COUR D'APPEL DE CHAMBÉRY
CHAMBRE SOCIALE
ARRÊT DU 04 JUIN 2013
RG 12/01377 - JMA/VA
Adrien Z
C/ Nathalie Y épouse Y, exploitant en nom personnel sous le nom commercial 'LES TRANSPORTS DU MONT BLANC'
Décision déférée à la Cour Jugement du Conseil de prud'hommes - Formation de départage - de BONNEVILLE en date du 22 Mai 2012, RG F 11/00017
APPELANT
Monsieur Adrien Z
magland
Comparant, assisté de Me BURNIER FRAMBORET (CABINET RIBES ET ASSOCIÉS, avocats au barreau de BONNEVILLE)
INTIMÉE
Madame Nathalie Y épouse Y, exploitant en nom personnel sous le nom commercial 'LES TRANSPORTS DU MONT BLANC'
MEGEVE
Comparante, assistée de Me Laure ..., (A.A.R.P.I. d'ANDURAIN & SERFATI associés, avocats au barreau de PARIS)

Tâches à réaliser →
1. D'après le texte à lire, quel conseil de prud'hommes a rendu le jugement déféré à la cour ?
2. Recopiez le passage du texte à lire compris entre « COUR D'APPEL DE » et « barreau de BONNEVILLE) », ces deux passages inclus.
Appuyez-vous uniquement sur le texte à lire.

Lignes de données →
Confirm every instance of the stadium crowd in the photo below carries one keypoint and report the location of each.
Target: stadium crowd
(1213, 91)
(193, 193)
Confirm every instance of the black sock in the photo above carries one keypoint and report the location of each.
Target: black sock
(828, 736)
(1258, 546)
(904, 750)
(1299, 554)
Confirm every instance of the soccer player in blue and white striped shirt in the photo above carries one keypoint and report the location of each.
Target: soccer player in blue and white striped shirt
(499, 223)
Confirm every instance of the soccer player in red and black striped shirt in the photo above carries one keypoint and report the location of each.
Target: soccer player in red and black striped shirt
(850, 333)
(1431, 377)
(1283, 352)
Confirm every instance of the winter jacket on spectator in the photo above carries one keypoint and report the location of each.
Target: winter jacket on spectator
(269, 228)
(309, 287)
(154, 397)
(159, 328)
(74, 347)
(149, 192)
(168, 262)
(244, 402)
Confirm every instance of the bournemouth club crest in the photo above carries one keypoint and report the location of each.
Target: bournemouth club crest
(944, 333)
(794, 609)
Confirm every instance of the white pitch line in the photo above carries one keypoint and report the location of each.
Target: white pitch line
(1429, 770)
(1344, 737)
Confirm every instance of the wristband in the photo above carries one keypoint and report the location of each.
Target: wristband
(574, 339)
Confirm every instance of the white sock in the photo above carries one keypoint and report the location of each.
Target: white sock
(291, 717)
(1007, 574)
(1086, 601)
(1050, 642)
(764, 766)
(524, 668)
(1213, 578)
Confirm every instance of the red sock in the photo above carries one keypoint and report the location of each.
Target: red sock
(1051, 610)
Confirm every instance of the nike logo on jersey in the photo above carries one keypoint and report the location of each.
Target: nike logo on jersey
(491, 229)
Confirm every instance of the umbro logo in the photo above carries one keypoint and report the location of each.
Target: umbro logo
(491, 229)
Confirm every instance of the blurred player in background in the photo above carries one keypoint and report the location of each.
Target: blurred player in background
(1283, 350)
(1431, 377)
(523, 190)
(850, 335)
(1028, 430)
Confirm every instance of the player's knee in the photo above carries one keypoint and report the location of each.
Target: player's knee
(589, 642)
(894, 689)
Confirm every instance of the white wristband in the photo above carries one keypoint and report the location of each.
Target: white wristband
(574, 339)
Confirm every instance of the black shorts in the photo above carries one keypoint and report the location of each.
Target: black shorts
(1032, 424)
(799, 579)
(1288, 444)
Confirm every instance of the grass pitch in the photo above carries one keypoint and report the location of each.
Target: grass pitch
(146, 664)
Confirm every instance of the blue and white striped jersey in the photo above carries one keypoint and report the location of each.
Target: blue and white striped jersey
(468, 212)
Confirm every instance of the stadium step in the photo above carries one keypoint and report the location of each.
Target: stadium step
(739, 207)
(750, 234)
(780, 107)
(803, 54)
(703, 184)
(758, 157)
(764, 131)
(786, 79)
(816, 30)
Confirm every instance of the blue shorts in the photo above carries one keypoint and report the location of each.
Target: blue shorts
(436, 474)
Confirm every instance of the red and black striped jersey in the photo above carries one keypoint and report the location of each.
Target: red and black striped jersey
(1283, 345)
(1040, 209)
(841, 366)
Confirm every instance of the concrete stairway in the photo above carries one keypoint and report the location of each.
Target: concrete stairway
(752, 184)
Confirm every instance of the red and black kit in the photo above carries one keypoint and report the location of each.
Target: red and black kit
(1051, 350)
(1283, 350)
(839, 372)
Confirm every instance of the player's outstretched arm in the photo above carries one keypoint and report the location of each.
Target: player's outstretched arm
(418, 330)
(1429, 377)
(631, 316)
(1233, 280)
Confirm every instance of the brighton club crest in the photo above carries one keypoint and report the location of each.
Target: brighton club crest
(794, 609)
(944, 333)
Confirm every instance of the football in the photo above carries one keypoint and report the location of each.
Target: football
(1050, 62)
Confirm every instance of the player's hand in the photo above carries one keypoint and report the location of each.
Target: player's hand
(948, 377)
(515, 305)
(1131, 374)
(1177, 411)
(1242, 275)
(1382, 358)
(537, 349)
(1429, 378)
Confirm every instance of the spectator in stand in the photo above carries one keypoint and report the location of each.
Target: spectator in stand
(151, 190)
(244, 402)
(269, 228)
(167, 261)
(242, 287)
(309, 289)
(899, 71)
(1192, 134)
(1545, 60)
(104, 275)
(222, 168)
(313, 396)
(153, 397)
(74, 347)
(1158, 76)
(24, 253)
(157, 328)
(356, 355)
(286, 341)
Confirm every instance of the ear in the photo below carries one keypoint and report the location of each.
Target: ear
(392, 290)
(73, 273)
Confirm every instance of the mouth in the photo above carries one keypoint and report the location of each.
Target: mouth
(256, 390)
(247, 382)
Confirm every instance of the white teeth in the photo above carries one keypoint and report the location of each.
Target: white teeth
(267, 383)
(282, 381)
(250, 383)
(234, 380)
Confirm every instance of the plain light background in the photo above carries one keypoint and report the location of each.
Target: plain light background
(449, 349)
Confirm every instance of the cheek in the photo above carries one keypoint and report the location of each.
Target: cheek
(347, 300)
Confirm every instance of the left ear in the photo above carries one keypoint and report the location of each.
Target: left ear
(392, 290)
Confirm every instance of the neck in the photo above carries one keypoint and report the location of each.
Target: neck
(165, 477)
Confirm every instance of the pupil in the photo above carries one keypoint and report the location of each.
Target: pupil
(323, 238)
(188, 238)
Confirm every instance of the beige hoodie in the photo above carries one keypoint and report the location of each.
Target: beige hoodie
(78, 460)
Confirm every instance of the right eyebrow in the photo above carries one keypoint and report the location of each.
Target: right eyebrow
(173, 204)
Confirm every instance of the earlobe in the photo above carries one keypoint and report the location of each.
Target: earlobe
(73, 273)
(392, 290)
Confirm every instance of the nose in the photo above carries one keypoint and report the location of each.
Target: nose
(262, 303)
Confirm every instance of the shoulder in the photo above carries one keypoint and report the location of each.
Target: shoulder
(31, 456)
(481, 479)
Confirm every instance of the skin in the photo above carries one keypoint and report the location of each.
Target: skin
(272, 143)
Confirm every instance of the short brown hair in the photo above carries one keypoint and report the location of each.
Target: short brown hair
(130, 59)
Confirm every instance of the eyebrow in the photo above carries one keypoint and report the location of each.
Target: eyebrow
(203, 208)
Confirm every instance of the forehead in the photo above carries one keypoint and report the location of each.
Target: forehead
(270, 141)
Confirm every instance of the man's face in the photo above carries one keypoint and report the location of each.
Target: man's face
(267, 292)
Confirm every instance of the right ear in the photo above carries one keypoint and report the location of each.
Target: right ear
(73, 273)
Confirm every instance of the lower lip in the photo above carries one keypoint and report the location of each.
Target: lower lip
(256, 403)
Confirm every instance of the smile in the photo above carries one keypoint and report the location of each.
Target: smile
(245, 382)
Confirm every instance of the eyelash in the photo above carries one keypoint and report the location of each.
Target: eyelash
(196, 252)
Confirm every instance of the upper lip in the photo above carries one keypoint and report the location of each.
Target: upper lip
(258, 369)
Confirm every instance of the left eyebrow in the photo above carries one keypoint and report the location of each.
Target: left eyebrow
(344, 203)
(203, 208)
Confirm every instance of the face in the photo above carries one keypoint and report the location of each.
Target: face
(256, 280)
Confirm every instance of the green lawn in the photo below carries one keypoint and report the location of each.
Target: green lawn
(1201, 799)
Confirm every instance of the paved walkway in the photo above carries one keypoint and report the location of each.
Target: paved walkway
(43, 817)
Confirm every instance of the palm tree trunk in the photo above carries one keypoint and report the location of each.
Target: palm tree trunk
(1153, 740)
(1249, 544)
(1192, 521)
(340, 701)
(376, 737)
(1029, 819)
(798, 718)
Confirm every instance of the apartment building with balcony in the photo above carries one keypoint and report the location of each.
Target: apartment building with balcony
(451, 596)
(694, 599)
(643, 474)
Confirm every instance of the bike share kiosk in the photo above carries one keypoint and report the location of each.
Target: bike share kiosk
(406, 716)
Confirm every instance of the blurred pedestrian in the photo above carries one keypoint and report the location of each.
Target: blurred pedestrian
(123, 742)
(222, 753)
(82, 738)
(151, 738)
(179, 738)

Réponses →
1. Le Conseil de prud'hommes de Bonneville, en formation de départage.

2.
COUR D'APPEL DE CHAMBÉRY
CHAMBRE SOCIALE
ARRÊT DU 04 JUIN 2013
RG 12/01377 - JMA/VA
Adrien Z
C/ Nathalie Y épouse Y, exploitant en nom personnel sous le nom commercial 'LES TRANSPORTS DU MONT BLANC'
Décision déférée à la Cour Jugement du Conseil de prud'hommes - Formation de départage - de BONNEVILLE en date du 22 Mai 2012, RG F 11/00017
APPELANT
Monsieur Adrien Z
magland
Comparant, assisté de Me BURNIER FRAMBORET (CABINET RIBES ET ASSOCIÉS, avocats au barreau de BONNEVILLE)